• **Exercise directions**: Omit the pictures, please, and give each record below again exactly.

--- Supplied material Enclosed Below ---

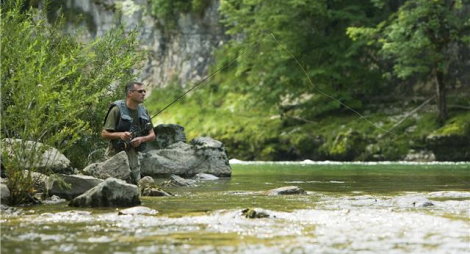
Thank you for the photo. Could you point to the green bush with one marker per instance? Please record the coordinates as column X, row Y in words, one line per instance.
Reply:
column 55, row 90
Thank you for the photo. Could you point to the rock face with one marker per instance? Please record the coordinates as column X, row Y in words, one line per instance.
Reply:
column 47, row 158
column 110, row 193
column 202, row 155
column 181, row 53
column 5, row 193
column 116, row 166
column 79, row 184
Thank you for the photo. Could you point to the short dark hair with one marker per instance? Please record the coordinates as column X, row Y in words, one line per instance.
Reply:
column 130, row 86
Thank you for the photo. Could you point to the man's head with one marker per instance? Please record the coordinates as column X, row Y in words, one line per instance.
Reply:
column 135, row 91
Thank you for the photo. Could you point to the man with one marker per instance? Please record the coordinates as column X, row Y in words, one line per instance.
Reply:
column 128, row 126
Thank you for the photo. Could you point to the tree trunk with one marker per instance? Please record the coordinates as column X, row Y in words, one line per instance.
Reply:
column 441, row 95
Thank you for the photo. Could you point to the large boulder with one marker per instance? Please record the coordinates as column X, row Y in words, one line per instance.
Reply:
column 116, row 167
column 202, row 155
column 77, row 185
column 110, row 193
column 35, row 155
column 167, row 134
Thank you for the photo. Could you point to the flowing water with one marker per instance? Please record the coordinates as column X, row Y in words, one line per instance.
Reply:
column 348, row 208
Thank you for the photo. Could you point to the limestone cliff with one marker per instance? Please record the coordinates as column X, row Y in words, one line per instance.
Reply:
column 181, row 54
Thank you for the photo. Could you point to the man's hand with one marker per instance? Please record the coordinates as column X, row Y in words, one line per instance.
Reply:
column 125, row 136
column 137, row 141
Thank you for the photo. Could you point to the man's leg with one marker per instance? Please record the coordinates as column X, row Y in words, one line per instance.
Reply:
column 134, row 164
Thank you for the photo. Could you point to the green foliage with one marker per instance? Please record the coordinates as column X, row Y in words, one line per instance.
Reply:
column 423, row 39
column 457, row 126
column 168, row 11
column 55, row 90
column 273, row 35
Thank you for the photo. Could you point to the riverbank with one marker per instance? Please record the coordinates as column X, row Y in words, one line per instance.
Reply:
column 345, row 209
column 388, row 130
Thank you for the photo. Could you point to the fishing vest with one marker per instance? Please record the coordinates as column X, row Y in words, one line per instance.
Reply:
column 125, row 121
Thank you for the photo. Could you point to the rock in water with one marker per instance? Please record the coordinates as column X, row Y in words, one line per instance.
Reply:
column 116, row 167
column 79, row 184
column 110, row 193
column 287, row 190
column 167, row 134
column 138, row 210
column 179, row 181
column 254, row 214
column 202, row 155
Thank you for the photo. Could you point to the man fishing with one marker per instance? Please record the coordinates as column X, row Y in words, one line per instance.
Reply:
column 128, row 126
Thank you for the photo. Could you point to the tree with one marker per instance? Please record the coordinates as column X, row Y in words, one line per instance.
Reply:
column 313, row 31
column 55, row 90
column 422, row 39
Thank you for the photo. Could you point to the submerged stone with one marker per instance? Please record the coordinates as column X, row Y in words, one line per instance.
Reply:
column 138, row 210
column 287, row 190
column 254, row 214
column 110, row 193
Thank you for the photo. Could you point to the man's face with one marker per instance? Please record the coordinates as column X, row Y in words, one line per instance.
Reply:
column 137, row 93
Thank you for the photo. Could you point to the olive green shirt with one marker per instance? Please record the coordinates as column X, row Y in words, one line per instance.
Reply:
column 115, row 114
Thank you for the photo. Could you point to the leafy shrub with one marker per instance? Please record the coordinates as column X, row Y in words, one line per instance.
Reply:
column 55, row 90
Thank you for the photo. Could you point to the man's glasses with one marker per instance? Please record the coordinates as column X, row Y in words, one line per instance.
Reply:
column 140, row 91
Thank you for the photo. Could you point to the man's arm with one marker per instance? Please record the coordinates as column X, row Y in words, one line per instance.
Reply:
column 125, row 135
column 139, row 140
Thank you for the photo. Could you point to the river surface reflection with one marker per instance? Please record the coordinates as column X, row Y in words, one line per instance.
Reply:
column 348, row 208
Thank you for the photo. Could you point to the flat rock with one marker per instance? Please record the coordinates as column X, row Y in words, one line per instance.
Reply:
column 138, row 210
column 287, row 190
column 110, row 193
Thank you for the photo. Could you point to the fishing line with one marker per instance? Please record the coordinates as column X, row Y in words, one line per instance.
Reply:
column 201, row 82
column 389, row 131
column 361, row 116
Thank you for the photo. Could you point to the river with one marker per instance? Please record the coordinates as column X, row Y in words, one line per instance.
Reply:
column 349, row 208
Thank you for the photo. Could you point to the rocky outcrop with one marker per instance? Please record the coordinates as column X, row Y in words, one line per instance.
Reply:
column 286, row 190
column 5, row 193
column 251, row 213
column 205, row 177
column 202, row 155
column 75, row 185
column 138, row 210
column 167, row 134
column 179, row 181
column 37, row 156
column 179, row 53
column 420, row 156
column 148, row 187
column 110, row 193
column 116, row 166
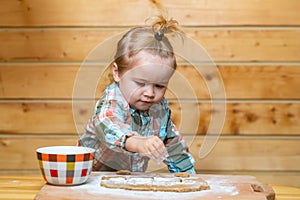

--- End of Enclosed Supplied material ---

• **Expected output**:
Thank you for the photo. Could you point to the green bush with one marker per instance? Please record the coordinates as column X, row Y in words, one line per instance.
Reply:
column 55, row 90
Thank you for the photo. Could you point to the rock face with one marker per instance? Please record the coordinates as column X, row Y in words, one line per instance.
Reply:
column 47, row 158
column 110, row 193
column 202, row 155
column 181, row 53
column 5, row 193
column 116, row 166
column 79, row 184
Thank you for the photo. Could you point to the short dark hair with one marker per instance? Please record the coordinates as column X, row Y in words, one line per instance.
Reply:
column 130, row 86
Thank you for the photo. Could you point to the man's head with one marker per instance? Please record the coordinates as column X, row Y in words, one line per instance.
Reply:
column 135, row 91
Thank you for the photo. Could you point to the man with one marker per instance? Please record the coordinates as column X, row Y in words, one line per instance.
Reply:
column 128, row 126
Thank you for the photo. Could you point to the tree trunk with one marker per instance? Please record the coordinates as column X, row Y in words, one line per instance.
Reply:
column 441, row 95
Thank you for the photo. Could you point to the large boulder with one marker per instance? Please record the coordinates as column X, row Y in words, one line per instance.
Reply:
column 116, row 167
column 202, row 155
column 77, row 185
column 110, row 193
column 35, row 155
column 167, row 134
Thank you for the photo. Could you point to the flowing water with one marker per instance? Please record the coordinates as column X, row Y in words, one line per instance.
Reply:
column 348, row 208
Thank you for the photo. Could you point to the limestone cliff with one marker per instance? Please record the coordinates as column X, row Y in words, one line per instance.
Reply:
column 181, row 54
Thank you for the photo. Could you point to the man's hand with one marker per instance? Please record the coordinates as column X, row Y in words, one line per instance.
Reply:
column 125, row 136
column 137, row 141
Thank you for the photo. Could you point to the man's leg with one marker per instance? Please record the coordinates as column X, row Y in words, one line per instance.
Reply:
column 134, row 164
Thank you for the photo. Could you point to the green foliage with one marker per instance? Please record the coordinates as column X, row Y in words, one line per instance.
Reply:
column 423, row 39
column 457, row 126
column 168, row 11
column 55, row 90
column 273, row 35
Thank you for the photo. Could you point to the riverbank with one marker per instance? Please record the coordinates as column X, row Y in words, one line per instance.
Reply:
column 345, row 209
column 388, row 130
Thank you for the photo. Could you point to the fishing vest with one marker per instance? Please record the coordinates as column X, row Y in words, one line per instance.
Reply:
column 125, row 121
Thank you for the photo. Could you point to the rock in water with one marker per instance? Please record the coordinates as column X, row Y in words, one line per instance.
Reply:
column 116, row 167
column 79, row 184
column 110, row 193
column 287, row 190
column 167, row 134
column 138, row 210
column 179, row 181
column 254, row 214
column 202, row 155
Thank you for the photo. Could you point to the man fishing with one marker per instance? Please record the coordinates as column X, row Y in words, one line per instance.
Reply:
column 128, row 126
Thank you for the photo. Could you point to the tree with one marker per instance? Please record the coordinates as column X, row Y in words, one line per instance.
Reply:
column 313, row 31
column 55, row 90
column 422, row 39
Thank you for the photo. Could you point to the submerged stone with one marker per instance? Please record the coordinates as column X, row Y in words, one line per instance.
Reply:
column 138, row 210
column 287, row 190
column 254, row 214
column 110, row 193
Thank you for the photo. Could you point to the man's face with one marker per instance? Please record the coordinates as column X, row Y in words, one line per instance.
Reply:
column 137, row 93
Thank you for the photo. Could you point to the olive green shirt with one marker per instance? Please record the coordinates as column X, row Y in words, one line per instance.
Reply:
column 115, row 114
Thank you for the photo. Could you point to the leafy shrub with one marker per instance? Please record the coordinates as column X, row Y in words, one line per instance.
Reply:
column 55, row 90
Thank you for the photo. Could you point to the man's glasses with one marker per instance? Please record the coordinates as column X, row Y in words, one line per instance.
Reply:
column 140, row 91
Thank you for the photo. Could you point to the man's arm with one marker per instance? Please record the coordinates as column X, row Y in words, one line per instance.
Reply:
column 125, row 135
column 139, row 140
Thank you for the photo. Could you point to the river surface reflection with one marker per instance? Please record the coordinates as column X, row Y in words, one line per instance.
Reply:
column 348, row 208
Thank you for the photo. Could you point to the flat rock with one marker per instance? Please record the coordinates as column X, row Y in words, one line per instance.
Reply:
column 138, row 210
column 287, row 190
column 110, row 193
Thank you for the photo. Could you point to the fishing line with one marker per instance? Please record the coordinates as column X, row Y in words, one line per instance.
Reply:
column 201, row 82
column 389, row 131
column 361, row 116
Thank you for the photo. Could you point to the river with one marker per instance? Please record the coordinates as column X, row Y in words, one line per instance.
Reply:
column 349, row 208
Thank you for the photo. Could you point to the rocky outcrop with one marker per instance? Please record the coordinates as column X, row Y in words, one line per instance.
Reply:
column 286, row 190
column 5, row 193
column 251, row 213
column 205, row 177
column 202, row 155
column 75, row 185
column 138, row 210
column 167, row 134
column 179, row 181
column 37, row 156
column 179, row 53
column 420, row 156
column 148, row 187
column 110, row 193
column 116, row 166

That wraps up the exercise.